Problem requirements
Repeat exactly the lines from the one containing "Locate the yellow rain trousers, then" through the last line of the records below, both included, and nothing else.

Extracted information
══════════
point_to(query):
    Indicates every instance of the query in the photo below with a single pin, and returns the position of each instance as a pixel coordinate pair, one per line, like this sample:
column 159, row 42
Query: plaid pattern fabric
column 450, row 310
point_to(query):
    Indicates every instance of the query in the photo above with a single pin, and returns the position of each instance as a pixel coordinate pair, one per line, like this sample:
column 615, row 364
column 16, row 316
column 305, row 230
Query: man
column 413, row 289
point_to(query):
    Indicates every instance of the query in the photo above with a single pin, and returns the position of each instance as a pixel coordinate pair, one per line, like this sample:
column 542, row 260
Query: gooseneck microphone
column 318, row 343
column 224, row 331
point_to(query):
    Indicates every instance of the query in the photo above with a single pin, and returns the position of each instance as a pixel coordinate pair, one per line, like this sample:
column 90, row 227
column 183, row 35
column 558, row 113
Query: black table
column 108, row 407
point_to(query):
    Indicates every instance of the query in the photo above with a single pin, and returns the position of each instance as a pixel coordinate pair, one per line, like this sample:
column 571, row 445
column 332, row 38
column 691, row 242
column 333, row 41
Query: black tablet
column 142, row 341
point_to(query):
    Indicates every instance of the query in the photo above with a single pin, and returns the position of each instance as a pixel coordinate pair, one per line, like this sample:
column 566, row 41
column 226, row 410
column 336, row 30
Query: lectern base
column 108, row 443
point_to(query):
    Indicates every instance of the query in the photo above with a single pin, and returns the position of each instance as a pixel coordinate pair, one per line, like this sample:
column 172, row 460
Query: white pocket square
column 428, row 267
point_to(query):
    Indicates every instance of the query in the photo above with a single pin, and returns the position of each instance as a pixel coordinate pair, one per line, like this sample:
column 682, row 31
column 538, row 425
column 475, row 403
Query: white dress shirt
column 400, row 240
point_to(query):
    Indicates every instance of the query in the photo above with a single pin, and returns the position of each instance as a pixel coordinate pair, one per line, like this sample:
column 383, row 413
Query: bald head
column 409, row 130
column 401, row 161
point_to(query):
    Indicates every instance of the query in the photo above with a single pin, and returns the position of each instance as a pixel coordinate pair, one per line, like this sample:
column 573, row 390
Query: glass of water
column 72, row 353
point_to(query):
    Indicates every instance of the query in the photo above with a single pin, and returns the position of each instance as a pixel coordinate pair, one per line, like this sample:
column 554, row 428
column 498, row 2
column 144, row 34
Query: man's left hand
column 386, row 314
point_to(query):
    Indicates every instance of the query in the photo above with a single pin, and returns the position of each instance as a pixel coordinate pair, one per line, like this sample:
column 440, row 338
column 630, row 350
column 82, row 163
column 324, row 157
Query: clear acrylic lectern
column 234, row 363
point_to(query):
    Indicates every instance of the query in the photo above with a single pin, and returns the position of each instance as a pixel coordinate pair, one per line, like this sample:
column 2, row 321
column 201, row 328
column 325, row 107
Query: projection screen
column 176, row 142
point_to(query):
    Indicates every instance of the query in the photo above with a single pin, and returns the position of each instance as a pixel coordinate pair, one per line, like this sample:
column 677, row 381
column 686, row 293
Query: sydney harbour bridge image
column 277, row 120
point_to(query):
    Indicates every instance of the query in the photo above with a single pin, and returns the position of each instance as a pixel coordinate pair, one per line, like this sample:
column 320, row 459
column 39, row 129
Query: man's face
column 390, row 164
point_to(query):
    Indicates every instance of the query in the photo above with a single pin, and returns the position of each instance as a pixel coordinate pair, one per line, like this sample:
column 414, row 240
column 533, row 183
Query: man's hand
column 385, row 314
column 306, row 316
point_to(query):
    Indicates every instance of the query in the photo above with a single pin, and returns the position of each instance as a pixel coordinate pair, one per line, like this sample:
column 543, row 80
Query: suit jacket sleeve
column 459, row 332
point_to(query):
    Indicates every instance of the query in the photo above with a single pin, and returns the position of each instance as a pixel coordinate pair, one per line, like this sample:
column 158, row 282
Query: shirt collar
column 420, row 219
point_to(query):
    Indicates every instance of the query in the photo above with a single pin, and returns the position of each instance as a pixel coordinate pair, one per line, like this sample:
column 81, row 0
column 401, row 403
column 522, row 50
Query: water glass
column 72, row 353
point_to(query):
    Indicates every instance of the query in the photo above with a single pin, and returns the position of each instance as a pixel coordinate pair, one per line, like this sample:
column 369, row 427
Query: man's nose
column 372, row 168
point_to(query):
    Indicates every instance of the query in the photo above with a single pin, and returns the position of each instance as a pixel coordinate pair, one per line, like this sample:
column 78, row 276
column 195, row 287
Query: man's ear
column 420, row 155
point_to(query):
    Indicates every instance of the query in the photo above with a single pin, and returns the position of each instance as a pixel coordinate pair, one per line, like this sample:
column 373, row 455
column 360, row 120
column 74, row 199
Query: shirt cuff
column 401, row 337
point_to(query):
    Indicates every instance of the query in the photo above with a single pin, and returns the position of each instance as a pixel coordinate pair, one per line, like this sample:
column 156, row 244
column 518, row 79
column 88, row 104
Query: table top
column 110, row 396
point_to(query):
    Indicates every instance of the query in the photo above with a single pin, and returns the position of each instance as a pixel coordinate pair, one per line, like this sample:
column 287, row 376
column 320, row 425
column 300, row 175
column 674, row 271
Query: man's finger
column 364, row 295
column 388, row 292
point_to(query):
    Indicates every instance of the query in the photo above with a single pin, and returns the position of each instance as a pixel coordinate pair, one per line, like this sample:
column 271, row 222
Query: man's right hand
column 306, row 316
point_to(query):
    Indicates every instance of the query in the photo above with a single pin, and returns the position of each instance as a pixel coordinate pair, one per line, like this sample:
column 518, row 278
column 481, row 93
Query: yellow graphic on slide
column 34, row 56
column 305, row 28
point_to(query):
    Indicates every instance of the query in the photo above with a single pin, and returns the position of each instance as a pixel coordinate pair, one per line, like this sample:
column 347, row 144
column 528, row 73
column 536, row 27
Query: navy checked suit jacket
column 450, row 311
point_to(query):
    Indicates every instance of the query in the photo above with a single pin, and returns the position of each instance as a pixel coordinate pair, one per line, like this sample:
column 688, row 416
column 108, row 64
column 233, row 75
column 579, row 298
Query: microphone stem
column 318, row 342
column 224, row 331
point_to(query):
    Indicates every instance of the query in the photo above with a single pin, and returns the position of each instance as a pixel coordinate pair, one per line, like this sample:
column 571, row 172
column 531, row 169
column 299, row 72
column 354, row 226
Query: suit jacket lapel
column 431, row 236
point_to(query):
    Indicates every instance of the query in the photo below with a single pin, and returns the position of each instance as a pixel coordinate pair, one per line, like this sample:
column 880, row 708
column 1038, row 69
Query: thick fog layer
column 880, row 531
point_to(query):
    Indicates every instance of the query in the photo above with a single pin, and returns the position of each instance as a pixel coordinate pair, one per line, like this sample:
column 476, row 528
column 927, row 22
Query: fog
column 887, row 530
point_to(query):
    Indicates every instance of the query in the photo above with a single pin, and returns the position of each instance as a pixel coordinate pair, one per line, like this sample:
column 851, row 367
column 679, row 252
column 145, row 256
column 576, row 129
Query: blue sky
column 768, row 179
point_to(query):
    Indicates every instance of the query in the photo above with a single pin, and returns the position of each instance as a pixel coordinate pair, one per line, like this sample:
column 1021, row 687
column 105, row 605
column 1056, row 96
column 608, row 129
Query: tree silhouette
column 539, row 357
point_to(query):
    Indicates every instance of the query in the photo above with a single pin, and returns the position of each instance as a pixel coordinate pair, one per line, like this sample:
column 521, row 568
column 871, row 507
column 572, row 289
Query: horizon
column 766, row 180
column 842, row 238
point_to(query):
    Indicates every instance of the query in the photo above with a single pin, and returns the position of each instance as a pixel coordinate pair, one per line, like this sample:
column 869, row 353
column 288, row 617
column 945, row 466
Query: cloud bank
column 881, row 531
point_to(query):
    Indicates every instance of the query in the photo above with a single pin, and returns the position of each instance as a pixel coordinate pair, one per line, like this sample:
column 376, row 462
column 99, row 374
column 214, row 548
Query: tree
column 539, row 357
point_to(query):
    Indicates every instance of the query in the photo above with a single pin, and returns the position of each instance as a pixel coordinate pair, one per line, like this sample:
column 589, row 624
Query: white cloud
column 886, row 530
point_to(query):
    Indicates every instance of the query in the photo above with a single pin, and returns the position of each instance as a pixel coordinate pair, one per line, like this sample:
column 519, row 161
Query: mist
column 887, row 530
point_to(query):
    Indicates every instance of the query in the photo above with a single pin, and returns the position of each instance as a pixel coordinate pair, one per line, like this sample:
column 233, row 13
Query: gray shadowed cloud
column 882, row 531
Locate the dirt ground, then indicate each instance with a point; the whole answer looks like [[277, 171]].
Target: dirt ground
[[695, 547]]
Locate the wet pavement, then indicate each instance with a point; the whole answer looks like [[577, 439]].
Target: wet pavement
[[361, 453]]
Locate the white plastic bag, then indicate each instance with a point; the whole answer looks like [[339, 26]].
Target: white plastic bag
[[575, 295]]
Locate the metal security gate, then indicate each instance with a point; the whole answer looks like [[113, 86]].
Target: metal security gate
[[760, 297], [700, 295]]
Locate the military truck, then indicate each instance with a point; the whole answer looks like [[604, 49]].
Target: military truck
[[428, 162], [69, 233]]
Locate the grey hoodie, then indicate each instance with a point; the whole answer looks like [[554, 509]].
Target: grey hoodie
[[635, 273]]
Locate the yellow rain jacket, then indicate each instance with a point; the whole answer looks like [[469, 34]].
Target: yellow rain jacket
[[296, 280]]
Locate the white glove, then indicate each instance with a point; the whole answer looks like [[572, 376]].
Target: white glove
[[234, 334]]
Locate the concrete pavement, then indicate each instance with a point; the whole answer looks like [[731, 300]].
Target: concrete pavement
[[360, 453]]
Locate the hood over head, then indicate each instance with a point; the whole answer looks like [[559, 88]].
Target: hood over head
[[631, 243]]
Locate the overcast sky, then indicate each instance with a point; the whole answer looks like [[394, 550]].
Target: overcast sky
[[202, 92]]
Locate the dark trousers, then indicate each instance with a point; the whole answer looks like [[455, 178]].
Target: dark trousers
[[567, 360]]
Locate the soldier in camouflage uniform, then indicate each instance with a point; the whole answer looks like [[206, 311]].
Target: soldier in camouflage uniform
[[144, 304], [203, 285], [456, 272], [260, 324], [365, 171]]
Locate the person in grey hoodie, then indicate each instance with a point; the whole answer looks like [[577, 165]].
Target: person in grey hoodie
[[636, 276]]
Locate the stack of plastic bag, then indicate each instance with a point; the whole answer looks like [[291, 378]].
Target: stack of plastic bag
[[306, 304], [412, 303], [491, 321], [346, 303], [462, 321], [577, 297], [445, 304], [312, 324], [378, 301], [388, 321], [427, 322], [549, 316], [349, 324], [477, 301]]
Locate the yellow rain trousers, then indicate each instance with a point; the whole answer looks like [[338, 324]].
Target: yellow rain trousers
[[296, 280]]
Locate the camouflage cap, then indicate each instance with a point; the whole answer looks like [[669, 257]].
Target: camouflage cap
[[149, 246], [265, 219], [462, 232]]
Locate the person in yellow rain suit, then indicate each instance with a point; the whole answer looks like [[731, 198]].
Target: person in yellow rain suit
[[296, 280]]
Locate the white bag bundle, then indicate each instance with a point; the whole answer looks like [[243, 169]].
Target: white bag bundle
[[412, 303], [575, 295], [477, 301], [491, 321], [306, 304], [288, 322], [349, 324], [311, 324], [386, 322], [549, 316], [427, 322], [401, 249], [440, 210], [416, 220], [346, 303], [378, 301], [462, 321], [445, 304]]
══════════
Solution
Locate the yellow rain trousers, then indicate each instance with a point; the whole answer looks like [[338, 324]].
Target: yellow rain trousers
[[296, 280]]
Locate the camouflage cap, then indicate each instance with a point; the whole answer looks like [[669, 257]].
Target: camouflage cap
[[149, 246], [265, 219], [462, 232]]
Locate the person in yellow rain suit, then indicate each instance with a point; the whole answer looks like [[731, 198]].
Target: person in yellow rain suit
[[296, 280]]
Locate the white bag bundle, then indicate each instance with a point; the whole answer looks like [[243, 169]].
Target: white bag bundle
[[412, 303], [575, 295], [477, 301], [491, 321], [306, 304], [288, 322], [349, 324], [311, 324], [386, 322], [549, 316], [427, 322], [401, 249], [440, 210], [416, 220], [346, 303], [378, 301], [462, 321], [445, 304]]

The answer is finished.